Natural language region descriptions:
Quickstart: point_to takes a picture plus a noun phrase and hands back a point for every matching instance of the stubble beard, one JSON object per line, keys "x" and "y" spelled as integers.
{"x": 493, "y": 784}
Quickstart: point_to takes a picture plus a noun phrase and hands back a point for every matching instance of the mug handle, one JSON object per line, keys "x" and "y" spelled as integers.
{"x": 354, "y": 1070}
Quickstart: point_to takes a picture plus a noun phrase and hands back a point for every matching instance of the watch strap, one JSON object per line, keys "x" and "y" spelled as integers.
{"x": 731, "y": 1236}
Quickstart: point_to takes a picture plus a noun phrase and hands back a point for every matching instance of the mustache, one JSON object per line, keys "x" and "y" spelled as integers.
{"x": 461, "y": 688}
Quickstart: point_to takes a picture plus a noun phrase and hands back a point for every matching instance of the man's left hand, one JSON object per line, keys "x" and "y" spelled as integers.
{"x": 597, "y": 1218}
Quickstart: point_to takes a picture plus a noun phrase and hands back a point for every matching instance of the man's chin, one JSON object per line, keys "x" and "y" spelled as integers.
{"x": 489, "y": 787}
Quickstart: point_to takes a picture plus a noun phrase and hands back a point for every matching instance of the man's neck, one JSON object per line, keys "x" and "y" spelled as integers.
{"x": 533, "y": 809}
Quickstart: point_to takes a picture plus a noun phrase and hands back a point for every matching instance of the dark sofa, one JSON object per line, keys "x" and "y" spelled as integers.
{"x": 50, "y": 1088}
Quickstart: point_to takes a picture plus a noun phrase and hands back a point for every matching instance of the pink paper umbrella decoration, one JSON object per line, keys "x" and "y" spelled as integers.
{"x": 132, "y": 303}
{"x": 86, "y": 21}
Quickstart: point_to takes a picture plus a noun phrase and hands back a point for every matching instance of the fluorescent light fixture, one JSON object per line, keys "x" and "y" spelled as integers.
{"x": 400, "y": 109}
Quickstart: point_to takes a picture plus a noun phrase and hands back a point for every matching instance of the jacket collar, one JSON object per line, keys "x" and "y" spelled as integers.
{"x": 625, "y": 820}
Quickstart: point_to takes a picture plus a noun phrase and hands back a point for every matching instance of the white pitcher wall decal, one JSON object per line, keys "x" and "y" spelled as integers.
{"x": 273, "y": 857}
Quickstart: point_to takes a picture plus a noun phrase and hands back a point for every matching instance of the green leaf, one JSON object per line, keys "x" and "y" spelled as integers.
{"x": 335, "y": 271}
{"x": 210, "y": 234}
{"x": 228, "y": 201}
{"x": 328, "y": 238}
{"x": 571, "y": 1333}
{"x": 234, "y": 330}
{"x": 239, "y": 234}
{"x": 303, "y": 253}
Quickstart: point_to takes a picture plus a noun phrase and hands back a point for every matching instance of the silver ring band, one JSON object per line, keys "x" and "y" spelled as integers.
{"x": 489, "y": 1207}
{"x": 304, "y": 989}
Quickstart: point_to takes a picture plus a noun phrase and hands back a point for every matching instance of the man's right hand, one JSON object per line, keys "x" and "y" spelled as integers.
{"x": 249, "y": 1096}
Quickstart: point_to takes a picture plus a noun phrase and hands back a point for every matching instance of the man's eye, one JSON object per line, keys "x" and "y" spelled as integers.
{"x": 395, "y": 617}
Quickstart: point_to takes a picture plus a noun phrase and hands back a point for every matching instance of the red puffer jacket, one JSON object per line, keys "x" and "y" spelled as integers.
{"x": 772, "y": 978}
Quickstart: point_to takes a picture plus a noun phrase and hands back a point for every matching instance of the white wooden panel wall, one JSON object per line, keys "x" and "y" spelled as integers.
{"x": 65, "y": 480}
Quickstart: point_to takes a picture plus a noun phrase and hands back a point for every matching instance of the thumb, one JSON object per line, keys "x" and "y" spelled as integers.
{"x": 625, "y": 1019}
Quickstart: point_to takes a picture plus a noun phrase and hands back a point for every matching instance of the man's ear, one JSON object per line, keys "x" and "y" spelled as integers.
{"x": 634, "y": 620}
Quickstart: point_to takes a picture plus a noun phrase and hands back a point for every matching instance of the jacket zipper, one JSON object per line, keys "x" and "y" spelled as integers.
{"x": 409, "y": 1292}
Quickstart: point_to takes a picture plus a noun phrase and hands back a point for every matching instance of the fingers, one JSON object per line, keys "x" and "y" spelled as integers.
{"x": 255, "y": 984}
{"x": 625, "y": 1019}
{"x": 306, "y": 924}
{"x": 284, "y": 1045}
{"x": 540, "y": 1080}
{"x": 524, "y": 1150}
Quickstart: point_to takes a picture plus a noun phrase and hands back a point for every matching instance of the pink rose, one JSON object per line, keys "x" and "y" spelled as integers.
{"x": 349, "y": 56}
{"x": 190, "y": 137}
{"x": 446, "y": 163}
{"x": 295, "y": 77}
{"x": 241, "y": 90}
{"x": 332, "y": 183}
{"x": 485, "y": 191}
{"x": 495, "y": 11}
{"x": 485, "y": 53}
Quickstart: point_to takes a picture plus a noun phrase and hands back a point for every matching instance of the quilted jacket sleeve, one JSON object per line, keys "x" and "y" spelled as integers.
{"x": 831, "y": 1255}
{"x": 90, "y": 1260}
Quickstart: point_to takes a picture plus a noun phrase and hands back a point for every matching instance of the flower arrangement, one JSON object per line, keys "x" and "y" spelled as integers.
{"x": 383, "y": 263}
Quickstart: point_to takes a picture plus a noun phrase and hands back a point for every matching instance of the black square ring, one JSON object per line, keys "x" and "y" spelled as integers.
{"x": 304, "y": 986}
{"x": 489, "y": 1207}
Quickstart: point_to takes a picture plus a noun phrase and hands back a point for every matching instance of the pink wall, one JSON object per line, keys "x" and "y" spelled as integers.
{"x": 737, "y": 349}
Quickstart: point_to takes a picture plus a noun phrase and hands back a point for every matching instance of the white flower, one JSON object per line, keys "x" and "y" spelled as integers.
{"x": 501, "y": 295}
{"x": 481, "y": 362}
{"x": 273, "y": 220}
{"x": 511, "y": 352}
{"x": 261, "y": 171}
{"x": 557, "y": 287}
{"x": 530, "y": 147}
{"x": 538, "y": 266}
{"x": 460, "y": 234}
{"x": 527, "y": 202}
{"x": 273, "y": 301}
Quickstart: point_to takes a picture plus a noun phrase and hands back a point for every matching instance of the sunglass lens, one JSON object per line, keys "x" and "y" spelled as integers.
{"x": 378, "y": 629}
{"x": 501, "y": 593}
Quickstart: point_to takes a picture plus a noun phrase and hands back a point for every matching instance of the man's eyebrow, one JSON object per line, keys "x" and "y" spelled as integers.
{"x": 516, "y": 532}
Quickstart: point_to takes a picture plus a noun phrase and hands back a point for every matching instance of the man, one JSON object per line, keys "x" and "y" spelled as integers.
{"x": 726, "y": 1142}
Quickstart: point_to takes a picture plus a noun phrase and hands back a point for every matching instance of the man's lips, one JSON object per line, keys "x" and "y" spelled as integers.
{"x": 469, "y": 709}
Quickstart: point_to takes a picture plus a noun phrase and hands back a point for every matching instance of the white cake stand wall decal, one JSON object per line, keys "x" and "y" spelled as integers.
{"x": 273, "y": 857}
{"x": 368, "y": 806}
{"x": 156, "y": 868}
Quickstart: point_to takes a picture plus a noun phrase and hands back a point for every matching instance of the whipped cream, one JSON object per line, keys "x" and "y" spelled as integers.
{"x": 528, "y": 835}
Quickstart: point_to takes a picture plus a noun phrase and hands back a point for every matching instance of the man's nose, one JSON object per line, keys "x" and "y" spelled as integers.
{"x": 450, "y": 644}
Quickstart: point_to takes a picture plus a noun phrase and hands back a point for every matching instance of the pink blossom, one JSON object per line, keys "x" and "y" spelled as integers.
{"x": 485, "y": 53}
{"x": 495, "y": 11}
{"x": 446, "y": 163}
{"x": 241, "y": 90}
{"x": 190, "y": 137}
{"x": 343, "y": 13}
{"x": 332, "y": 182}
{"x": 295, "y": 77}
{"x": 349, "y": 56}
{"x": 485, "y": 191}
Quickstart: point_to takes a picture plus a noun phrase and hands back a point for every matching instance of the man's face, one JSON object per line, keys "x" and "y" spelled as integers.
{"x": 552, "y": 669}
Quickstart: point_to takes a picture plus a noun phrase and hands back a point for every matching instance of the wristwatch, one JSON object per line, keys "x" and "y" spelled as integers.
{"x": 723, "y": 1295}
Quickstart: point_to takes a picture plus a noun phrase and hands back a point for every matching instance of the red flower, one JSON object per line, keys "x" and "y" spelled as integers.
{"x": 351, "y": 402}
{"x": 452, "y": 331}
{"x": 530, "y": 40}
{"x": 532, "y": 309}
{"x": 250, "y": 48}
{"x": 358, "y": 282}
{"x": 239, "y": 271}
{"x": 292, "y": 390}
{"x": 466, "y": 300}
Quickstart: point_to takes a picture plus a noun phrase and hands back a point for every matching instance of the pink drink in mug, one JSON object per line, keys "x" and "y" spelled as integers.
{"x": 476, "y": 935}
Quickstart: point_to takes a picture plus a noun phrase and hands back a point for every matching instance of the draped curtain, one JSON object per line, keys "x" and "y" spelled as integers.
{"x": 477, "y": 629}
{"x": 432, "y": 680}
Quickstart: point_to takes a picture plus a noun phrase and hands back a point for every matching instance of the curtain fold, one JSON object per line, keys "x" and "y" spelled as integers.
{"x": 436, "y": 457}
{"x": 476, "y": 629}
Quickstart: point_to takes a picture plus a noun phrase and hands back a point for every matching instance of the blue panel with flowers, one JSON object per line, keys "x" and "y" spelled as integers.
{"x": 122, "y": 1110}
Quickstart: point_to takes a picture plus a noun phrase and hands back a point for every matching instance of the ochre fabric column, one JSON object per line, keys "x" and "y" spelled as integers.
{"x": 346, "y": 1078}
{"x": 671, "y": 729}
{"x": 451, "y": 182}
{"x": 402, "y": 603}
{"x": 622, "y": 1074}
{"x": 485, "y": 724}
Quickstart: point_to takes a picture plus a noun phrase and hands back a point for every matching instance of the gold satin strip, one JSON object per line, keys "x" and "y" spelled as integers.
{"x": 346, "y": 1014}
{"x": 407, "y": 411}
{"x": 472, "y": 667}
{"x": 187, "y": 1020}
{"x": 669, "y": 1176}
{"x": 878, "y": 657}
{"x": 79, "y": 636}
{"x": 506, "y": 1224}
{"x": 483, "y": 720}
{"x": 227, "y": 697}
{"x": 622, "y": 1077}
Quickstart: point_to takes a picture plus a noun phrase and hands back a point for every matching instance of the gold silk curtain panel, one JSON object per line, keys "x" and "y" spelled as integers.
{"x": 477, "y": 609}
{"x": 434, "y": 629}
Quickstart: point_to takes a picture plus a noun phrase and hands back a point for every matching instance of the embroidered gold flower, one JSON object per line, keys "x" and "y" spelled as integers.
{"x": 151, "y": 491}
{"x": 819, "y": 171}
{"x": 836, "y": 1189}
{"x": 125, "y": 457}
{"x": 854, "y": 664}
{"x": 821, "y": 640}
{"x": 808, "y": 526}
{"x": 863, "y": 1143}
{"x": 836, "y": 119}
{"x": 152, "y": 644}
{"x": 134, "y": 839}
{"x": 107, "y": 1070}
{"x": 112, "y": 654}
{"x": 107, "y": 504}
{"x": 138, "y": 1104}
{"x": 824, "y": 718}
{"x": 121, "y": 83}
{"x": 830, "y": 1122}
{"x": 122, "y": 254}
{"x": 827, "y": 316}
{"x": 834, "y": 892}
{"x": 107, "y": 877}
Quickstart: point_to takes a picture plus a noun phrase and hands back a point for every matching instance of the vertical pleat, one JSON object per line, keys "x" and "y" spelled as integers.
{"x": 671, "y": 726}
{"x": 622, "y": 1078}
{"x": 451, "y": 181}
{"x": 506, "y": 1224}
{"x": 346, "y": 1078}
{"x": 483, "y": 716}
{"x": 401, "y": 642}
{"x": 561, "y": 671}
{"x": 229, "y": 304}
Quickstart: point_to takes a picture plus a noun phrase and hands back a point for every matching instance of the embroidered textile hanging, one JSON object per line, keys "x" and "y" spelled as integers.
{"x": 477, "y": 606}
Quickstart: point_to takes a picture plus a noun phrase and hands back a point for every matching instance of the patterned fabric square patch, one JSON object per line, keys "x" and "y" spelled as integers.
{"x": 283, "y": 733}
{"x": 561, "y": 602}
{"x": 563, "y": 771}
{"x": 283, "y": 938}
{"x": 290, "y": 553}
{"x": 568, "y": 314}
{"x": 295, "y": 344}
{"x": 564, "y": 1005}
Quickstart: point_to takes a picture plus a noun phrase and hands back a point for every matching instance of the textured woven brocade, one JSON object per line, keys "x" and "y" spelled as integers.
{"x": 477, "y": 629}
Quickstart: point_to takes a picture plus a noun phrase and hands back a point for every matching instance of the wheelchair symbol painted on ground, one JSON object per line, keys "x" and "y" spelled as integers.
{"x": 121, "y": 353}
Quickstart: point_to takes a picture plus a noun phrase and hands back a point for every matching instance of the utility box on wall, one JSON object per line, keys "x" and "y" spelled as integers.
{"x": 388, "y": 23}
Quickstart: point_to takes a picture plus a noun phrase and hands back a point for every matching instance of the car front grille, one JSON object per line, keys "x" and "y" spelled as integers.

• What you are asked to do
Copy exactly the line containing "of the wheelchair" and every line after it, ending with the last line of the records above.

• Answer section
Quickstart: point_to takes a picture plus a noun phrase and hands back a point for every matching instance of the wheelchair symbol painted on ground, one JSON object per line, keys "x" and "y" spelled as integers.
{"x": 121, "y": 353}
Quickstart: point_to takes a picture plus a noun phrase and hands back a point for every matching instance of the utility box on wall, one JSON object per line, keys "x" and "y" spelled as integers.
{"x": 388, "y": 23}
Quickstart: point_to takes a picture plus a noun phrase and hands back a point for every matching instance of the car front grille, one JSON object per line, keys "x" and "y" spelled as integers.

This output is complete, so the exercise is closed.